__Data under study__

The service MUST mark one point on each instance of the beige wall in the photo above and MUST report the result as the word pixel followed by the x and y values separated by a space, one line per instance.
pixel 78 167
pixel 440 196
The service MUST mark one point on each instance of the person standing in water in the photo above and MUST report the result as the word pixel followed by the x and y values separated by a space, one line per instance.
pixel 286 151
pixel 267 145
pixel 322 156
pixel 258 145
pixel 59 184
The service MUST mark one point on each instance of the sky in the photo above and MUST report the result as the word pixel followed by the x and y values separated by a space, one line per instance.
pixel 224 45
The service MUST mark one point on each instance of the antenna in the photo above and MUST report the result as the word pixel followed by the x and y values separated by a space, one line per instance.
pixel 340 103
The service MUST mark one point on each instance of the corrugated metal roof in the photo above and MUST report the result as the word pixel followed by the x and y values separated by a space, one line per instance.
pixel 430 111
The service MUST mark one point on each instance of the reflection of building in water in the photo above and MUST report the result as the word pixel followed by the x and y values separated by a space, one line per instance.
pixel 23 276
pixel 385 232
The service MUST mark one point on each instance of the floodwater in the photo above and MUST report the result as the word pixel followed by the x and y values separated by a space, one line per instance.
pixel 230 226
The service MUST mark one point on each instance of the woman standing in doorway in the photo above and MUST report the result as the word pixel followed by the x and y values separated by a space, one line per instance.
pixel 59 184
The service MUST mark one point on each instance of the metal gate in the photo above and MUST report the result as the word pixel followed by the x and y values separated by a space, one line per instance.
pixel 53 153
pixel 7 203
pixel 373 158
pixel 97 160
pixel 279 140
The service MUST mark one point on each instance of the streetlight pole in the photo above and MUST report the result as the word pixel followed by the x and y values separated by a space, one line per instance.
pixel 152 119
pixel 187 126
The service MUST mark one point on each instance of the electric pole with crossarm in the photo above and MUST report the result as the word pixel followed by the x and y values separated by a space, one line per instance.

__Activity__
None of the records may be omitted or altered when they are given again.

__Result below__
The service MUST mark one point on each instance of the beige wall in the photo above and MUST report the result as the word pixel followed by the x and y values separated by a space, one line per instance.
pixel 78 167
pixel 440 196
The service MUST mark one point on each instance of the person standing in water in the photo above and MUST report the result as the word pixel followed by the x and y values separated by a space, one line per instance.
pixel 286 151
pixel 267 145
pixel 322 156
pixel 258 145
pixel 59 184
The service MUST mark one point on each instance of the sky in the photo above and MUST report the result as the word pixel followed by the x and y values separated by a space, one line per instance.
pixel 224 45
The service MUST mark one point on each instance of the antenna in the photo above and MUST report the result as the word pixel followed by the x and y values separated by a space, one line per instance.
pixel 340 103
The service MUST mark one point on each instance of the corrugated metal roof in the photo above and MUST report the result as the word pixel followed by the x and y values separated by a space, one line per instance.
pixel 430 111
The service MUST mark one point on each instance of the reflection of building in water in the photo above and MUST report the result as the word pixel followed by the x and y values separated by a space, one line per instance.
pixel 23 276
pixel 385 232
The service MUST mark one point on each instance of the floodwater in the photo above and MUST report the result as the word pixel followed by the x and y values separated by a space, one line per instance.
pixel 230 226
The service MUST mark one point on each instance of the woman standing in doorway in the photo above and MUST report the result as the word pixel followed by the x and y values separated by a space, one line per instance.
pixel 59 184
The service MUST mark one point on each instance of the metal gate in the photo above and MUST report the result as the word pixel followed by the x and y values separated by a space, one line per instance.
pixel 53 153
pixel 7 203
pixel 373 158
pixel 97 160
pixel 279 140
The service MUST mark one point on each instance of the streetlight pole in the photo above and MUST report the result as the word pixel followed by the x and y values separated by a space, one line per instance.
pixel 152 119
pixel 187 126
The service MUST mark one point on each instance of the electric pole with crossarm in the photo above and MUST report the result as the word pixel followed by the x and y values separated by a space, one line per instance.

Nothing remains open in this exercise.